EXTRAIT DU DOCUMENT:
Darrieussecq observe avec minutie les différences de classe, les ambiances familiales, les secrets dans les placards, les angoisses intimes de l’adolescence. Elle met en scène hasards et déterminismes pour montrer des femmes en devenir, proies d’un monde qui les dominent, et leur désir de s’émanciper. Les grandes thématiques féministes, présentes depuis toujours chez elle, sont ici rassemblées dans un texte post-MeToo qui contient toute la colère de Truismes, son premier roman paru en 1996.
Fin d‘une époque
Mais l’essentiel est peut-être ailleurs. Dans cette fin de XXe siècle qui sert de toile de fond au roman, avec l’apparition du sida, la musique des Rita Mitsouko, l’inauguration de l’Eurostar. Du Pays basque à Los Angeles en passant par Bordeaux, Paris et Londres, se raconte l’histoire collective de toute une génération. Et l’essentiel est aussi dans cette construction en miroir qui confronte les réalités de Rose et Solange. Leurs vies sont observées selon leurs deux points de vue, selon un dispositif qui permet un regard à la fois objectif et subjectif.

DONNÉES FOURNIES:
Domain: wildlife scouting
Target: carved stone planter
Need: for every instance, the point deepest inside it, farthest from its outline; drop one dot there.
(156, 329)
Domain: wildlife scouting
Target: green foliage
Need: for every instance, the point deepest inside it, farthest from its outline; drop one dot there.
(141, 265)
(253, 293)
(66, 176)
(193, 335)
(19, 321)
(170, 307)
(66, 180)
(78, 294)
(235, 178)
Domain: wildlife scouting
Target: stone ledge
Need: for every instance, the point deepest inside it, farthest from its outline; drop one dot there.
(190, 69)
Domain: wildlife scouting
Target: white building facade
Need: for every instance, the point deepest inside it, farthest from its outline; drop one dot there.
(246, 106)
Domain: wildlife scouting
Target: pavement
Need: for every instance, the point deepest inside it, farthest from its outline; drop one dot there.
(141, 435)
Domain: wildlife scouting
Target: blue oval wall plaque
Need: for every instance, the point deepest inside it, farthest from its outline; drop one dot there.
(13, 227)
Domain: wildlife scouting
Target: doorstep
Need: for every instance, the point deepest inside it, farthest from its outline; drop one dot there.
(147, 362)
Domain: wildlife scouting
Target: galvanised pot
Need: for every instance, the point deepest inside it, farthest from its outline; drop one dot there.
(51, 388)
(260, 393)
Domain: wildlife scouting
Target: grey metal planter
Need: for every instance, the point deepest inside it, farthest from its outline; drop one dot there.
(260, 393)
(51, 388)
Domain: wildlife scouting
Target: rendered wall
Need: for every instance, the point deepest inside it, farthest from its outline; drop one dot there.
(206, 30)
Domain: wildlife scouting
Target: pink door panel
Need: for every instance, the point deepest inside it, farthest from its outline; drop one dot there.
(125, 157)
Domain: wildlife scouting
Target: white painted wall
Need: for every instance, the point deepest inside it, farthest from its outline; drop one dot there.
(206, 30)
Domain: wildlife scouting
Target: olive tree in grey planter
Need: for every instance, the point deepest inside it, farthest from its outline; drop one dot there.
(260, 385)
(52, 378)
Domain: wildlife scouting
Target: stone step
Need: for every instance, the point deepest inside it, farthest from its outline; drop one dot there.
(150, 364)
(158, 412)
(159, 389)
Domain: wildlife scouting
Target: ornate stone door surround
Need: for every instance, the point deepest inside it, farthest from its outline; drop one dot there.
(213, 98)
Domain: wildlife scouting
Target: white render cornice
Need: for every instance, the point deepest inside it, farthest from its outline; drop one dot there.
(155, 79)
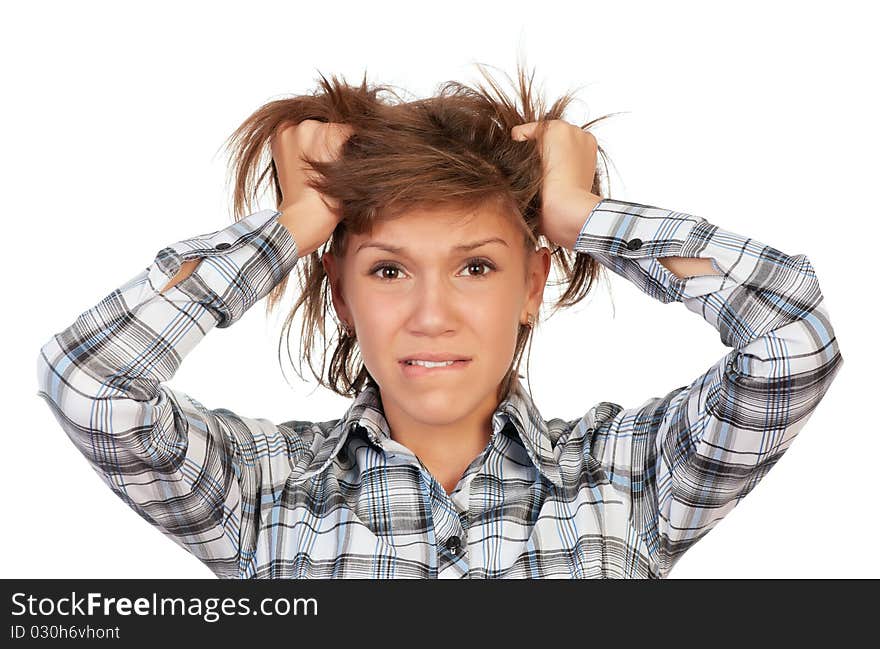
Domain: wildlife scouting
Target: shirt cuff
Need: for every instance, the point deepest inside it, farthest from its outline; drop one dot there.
(241, 264)
(628, 238)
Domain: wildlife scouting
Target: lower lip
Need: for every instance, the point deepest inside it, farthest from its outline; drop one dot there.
(415, 371)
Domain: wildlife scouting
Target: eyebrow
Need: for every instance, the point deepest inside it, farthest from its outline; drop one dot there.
(397, 250)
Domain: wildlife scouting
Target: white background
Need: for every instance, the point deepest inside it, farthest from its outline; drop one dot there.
(759, 116)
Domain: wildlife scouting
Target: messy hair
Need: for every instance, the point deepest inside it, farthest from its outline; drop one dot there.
(453, 150)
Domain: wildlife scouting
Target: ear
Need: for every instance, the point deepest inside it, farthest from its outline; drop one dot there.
(536, 279)
(333, 269)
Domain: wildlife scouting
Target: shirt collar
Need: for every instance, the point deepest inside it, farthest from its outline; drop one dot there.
(517, 411)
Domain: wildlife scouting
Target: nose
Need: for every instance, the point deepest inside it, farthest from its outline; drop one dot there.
(436, 307)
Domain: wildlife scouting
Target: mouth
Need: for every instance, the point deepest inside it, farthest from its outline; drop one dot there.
(415, 371)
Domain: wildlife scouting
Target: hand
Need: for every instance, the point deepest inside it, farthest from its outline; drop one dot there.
(568, 156)
(311, 215)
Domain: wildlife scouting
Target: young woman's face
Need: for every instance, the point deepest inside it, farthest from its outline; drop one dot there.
(415, 286)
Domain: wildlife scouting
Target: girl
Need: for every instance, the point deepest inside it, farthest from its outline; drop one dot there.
(442, 467)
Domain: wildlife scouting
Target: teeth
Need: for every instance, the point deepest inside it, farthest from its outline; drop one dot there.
(430, 363)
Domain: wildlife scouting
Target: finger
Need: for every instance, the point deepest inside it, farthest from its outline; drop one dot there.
(523, 131)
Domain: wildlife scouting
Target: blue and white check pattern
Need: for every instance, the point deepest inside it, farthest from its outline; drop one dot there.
(619, 492)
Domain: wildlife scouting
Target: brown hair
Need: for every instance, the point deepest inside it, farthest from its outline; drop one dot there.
(453, 150)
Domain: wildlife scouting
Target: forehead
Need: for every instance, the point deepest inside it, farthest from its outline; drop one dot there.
(439, 229)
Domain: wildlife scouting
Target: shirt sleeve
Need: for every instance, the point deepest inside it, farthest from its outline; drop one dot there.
(686, 459)
(198, 475)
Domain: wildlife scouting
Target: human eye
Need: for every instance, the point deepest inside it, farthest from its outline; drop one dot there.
(382, 266)
(478, 262)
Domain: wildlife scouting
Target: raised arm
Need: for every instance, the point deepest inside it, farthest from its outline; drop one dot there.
(686, 459)
(203, 477)
(196, 474)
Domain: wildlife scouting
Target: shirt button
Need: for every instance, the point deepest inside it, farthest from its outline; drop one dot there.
(453, 544)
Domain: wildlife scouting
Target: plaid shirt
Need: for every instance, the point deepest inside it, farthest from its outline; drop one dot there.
(619, 492)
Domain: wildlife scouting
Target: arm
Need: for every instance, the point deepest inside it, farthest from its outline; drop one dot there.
(687, 458)
(201, 476)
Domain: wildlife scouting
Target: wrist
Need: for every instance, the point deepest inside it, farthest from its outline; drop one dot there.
(572, 211)
(295, 217)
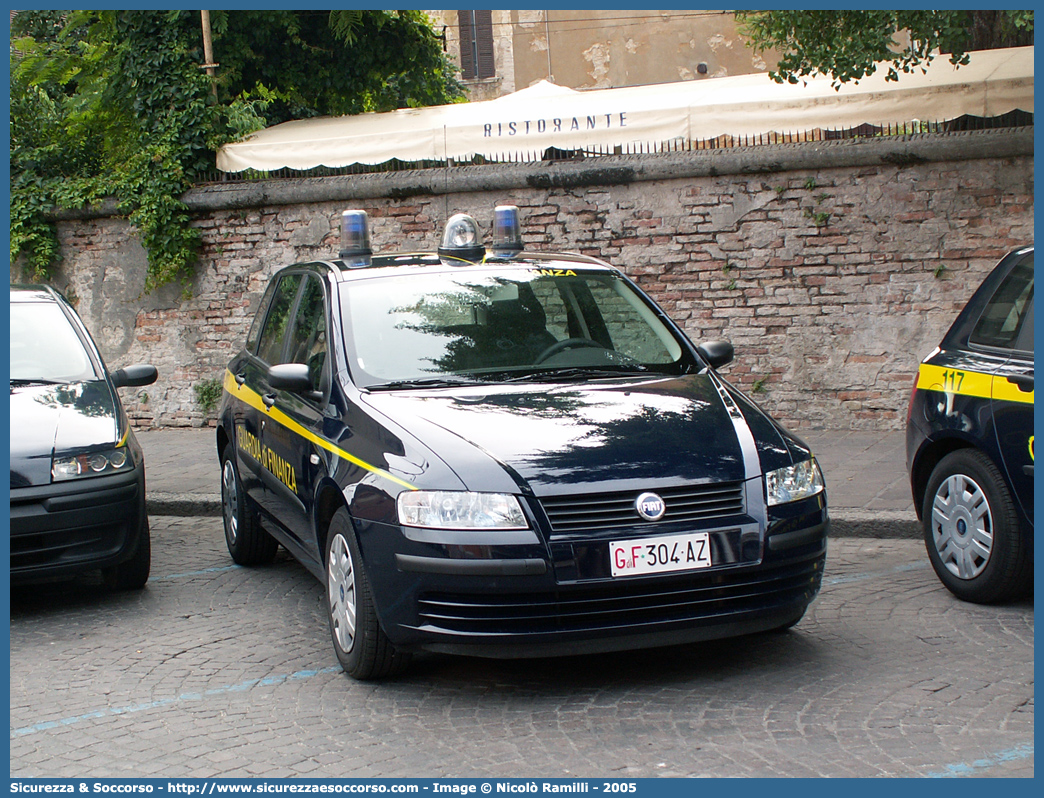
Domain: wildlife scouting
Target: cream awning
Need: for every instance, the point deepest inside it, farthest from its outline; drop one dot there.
(545, 115)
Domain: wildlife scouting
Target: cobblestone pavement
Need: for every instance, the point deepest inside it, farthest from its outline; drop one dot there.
(219, 671)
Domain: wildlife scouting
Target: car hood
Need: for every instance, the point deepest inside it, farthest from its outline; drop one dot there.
(564, 438)
(48, 419)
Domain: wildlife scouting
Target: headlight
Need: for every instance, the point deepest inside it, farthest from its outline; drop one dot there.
(91, 464)
(792, 483)
(459, 510)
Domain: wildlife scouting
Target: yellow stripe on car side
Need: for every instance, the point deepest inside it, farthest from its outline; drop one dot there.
(950, 380)
(252, 398)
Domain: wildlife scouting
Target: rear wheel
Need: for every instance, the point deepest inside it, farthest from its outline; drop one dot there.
(971, 531)
(362, 649)
(247, 543)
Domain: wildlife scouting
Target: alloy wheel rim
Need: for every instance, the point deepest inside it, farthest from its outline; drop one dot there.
(340, 589)
(230, 499)
(962, 526)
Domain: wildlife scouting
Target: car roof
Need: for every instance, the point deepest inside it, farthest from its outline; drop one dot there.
(412, 262)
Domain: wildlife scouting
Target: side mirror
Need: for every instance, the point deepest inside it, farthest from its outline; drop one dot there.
(292, 377)
(134, 376)
(716, 353)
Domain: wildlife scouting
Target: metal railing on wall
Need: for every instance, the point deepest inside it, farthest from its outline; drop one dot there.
(553, 155)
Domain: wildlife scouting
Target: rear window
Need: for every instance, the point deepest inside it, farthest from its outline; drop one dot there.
(1006, 312)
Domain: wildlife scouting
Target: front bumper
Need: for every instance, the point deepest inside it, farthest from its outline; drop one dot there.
(63, 529)
(545, 600)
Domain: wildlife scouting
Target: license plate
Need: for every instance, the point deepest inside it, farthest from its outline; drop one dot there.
(670, 553)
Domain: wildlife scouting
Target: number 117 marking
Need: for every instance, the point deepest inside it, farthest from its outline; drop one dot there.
(952, 380)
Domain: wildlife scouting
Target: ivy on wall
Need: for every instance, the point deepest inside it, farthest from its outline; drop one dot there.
(113, 104)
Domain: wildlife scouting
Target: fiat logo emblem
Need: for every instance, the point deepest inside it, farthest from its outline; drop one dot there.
(650, 507)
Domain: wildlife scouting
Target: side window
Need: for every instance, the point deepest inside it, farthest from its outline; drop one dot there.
(1004, 315)
(255, 331)
(308, 339)
(270, 345)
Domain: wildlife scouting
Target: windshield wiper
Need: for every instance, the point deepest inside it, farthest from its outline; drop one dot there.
(577, 373)
(426, 382)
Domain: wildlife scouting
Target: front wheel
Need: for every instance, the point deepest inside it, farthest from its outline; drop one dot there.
(247, 543)
(971, 531)
(362, 649)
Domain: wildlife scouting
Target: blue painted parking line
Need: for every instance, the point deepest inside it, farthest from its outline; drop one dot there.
(185, 697)
(850, 578)
(1018, 753)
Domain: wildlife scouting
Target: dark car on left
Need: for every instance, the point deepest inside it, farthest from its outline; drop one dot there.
(77, 474)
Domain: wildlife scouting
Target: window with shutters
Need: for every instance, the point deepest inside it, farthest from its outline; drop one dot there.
(476, 45)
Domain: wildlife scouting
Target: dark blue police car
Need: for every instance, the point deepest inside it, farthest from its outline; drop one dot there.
(970, 440)
(507, 453)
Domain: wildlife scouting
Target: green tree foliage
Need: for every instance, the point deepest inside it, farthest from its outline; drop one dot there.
(849, 45)
(114, 104)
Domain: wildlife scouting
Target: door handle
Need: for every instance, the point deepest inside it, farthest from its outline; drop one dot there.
(1025, 383)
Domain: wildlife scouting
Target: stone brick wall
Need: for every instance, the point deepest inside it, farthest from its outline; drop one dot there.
(832, 268)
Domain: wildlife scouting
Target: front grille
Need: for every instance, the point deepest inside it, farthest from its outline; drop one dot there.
(42, 548)
(592, 514)
(622, 604)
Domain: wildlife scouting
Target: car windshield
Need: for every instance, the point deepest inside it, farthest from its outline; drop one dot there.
(536, 323)
(44, 346)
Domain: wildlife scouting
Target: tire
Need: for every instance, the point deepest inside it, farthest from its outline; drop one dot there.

CONSIGNE 1:
Répondez aux questions suivantes à l'aide de l'extrait consacré au roman de Darrieussecq :
(a) Quel est le titre du premier roman de Darrieussecq, et en quelle année a-t-il paru ?
(b) Quel groupe de musique figure parmi les repères de la fin du XXe siècle ?
(c) Quels sont les deux personnages dont les réalités sont confrontées ?
CONSIGNE 2: Prolongez l'extrait consacré au roman de Darrieussecq à partir de sa dernière phrase.
Les lignes fournies n'ont aucun lien avec l'extrait.

RÉPONSE ATTENDUE 1:
(a) Truismes, paru en 1996.
(b) Les Rita Mitsouko.
(c) Rose et Solange.

RÉPONSE ATTENDUE 2:
Mais l’essentiel est sans doute encore ailleurs : Darrieussecq semble ici retourner dans plusieurs de ses romans précédents et nous en révéler des détails cachés. Pas seulement parce qu’on retrouve ses deux héroïnes récurrentes, Rose et Solange. On peut établir des liens avec Tom est mort (2007) ou Le Pays (2005) et des scènes lues dans Clèves ou dans Il faut beaucoup aimer les hommes (2013) surgissent sous nos yeux.
Fabriquer une femme de Marie Darrieussecq (P.O.L), 21 €. En librairie le 4 janvier.